=== Görevler ===
[1] Devşirme sistemi hakkındaki metne göre aşağıdaki soruları yanıtlayın.
(a) Fatih'e kadar yöneticiler hangi halktandı?
(b) Arnold Toynbee'ye göre devşirmelerden oluşan Osmanlı yönetim sınıfı kimin ideal yönetimine en yakın yönetim şekliydi?
(c) “Deist” bürokrasi ülkenin gerilik ve cehaletinin yegane müsebbibi olarak neyi görüyordu?
[2] Devşirme sistemi hakkındaki metinde “İkinci Viyana Muhasarası” ifadesinden “devam ettiği görülür.” ifadesine kadar uzanan bölümü yeniden yazın. Bu bölümde “aşağılık kompleksi” yerine “güvensizlik duygusu” koyun.
[3] Devşirme sisteminin tarihine dair metni kaldığı yerden devam ettirin.

=== Metin Bölümü ===
^^^^
Tarihi Arka Plan

Türkiye, Fatih Sultan Mehmet döneminden bu yana “Devşirme” sistemi ile yönetilmektedir. Osmanlı Devleti İstanbul’un fethi ile İmparatorluğa dönüşmüş, bu dönüşüm ile Anadolu aristokrasisini bürokrasiden silme ihtiyacını duymuş, Balkan çocuklarını devşirip bürokrat olarak kullanmaya karar vermiştir. 

Fatih’in kararı Osmanlı Devlet yönetiminde bir devrim niteliğindedir. Zira Fatih’e kadar yöneticiler kökleri Orta Asya steplerinden gelen Anadolu halkından idi. Halk ve Devlet, Yöneten ve yönetilen ortak kökenli ve ortak kültürden idi. Devşirme sistemi yöneten ile yönetilen arasındaki ortak kültürel bağı yoketti. 

Enderun’da yetişen yönetim sınıfı zamanla folklordan koptu, kendi protokolunu, divan müzik ve edebiyatını geliştirdi, giderek yönettiği halka yabancılaştı. Devşirmelerden oluşan Osmanlı yönetim sınıfı Arnold Toynbee’ye göre Eflatun’un ideal yönetimine en yakın yönetim şekliydi. 

İkinci Viyana Muhasarası yenilgisiyle başlayan çöküş Devşirme sınıfının özgüvenini kaybetmesine yolaçtı. Askeri yenilgiler, Fransız İhtilali ve nihayet 19. Yüzyılda devlet bütçesinin iflası ile Devşirme sınıfının psikolojisine hakim olan aşağılık kompleksi Türk ve İslam olan herşeyin aşağılık, Avrupalı ve dünyevi olan herşeyin mükemmel ve yüce olduğu inancını ruhlara kazıdı. Bu inancın günümüz Batıcı medyasında aynı şiddetle devam ettiği görülür. 

Özellikle Fransa’da yetişen Jön Türkler ile devamı İttihat ve Terakki’nin halktan tamamen kopuk materyalist, modernist zihniyeti sonucunda İmparatorluk dağıldı. Osmanlı devamı yeni Cumhuriyetin elinde materyalist, Batı kültürü ile yoğrulmuş kadrolar dışında bürokrat yapılabilecek kimse yoktu. Pozitivist aydınlamanın derin tesirindeki “deist” bürorasi, ülkenin gerilik ve cehaletinin yegane müsebbibi olarak İslam dinini görüyordu.
^^^^
=== Verilen Bilgiler ===

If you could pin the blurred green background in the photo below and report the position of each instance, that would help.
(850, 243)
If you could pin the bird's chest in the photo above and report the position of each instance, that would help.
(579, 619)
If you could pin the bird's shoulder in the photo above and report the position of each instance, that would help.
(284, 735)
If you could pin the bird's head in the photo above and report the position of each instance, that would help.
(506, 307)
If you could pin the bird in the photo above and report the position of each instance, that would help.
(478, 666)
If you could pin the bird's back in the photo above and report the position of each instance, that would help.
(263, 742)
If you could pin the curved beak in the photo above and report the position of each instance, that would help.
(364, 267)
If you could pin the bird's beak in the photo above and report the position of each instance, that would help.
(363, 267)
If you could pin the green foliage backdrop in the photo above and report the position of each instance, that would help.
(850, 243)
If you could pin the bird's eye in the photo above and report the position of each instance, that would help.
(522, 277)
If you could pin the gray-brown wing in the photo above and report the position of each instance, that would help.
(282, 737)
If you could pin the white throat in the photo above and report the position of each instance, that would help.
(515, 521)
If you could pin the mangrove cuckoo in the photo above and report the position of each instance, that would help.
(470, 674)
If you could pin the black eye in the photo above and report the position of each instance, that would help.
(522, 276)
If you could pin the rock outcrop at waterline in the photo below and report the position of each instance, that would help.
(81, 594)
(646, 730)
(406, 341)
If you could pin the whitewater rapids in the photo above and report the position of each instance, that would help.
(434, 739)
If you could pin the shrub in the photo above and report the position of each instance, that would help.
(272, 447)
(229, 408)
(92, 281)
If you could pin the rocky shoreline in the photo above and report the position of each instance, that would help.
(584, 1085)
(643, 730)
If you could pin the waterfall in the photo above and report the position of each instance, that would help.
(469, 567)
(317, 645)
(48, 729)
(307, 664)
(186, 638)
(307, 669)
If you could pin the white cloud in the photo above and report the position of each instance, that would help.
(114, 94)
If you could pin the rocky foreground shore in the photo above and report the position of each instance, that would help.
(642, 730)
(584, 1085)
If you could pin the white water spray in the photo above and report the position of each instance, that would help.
^^^^
=== Beklenen Sonuçlar ===
[1]
(a) Kökleri Orta Asya steplerinden gelen Anadolu halkından.
(b) Eflatun'un.
(c) İslam dinini.

[2]
İkinci Viyana Muhasarası yenilgisiyle başlayan çöküş Devşirme sınıfının özgüvenini kaybetmesine yolaçtı. Askeri yenilgiler, Fransız İhtilali ve nihayet 19. Yüzyılda devlet bütçesinin iflası ile Devşirme sınıfının psikolojisine hakim olan güvensizlik duygusu Türk ve İslam olan herşeyin aşağılık, Avrupalı ve dünyevi olan herşeyin mükemmel ve yüce olduğu inancını ruhlara kazıdı. Bu inancın günümüz Batıcı medyasında aynı şiddetle devam ettiği görülür.

[3]
Tarihi Devşirme sınıfını temsil eden CHP’ye karşı yükselen Anadolu sermayesini temsil eden Demokrat Parti 1950 yılında iktidara geçti. Fatih’in Eflatuncu yönetimi, yönettiği Anadolu’ya yaklaşık tam 500 yıl sonra boyun eğdi. Ancak Devşirmelerin iktidara dönmesi sadece on yıl aldı. Demokratik yolla seçilmiş başbakan, bir anlamda modern Yeniçeri denilebilecek disiplinsiz subayların 1960 yılındaki kanlı ihtilali sonucu boynunu ipe verdi. Osmanlı Sultanları gibi… 

Askeri Cunta bundan sonra seçilecek Hükumetlerin askeri ve sivil devşirme bürokrasi kontrolu altında tutulması amacıyla yeni bir Anayasa yaptı ve başta Anayasa Mahkemesi olmak üzere gerekli kontrol mekanizmalarını kurdu.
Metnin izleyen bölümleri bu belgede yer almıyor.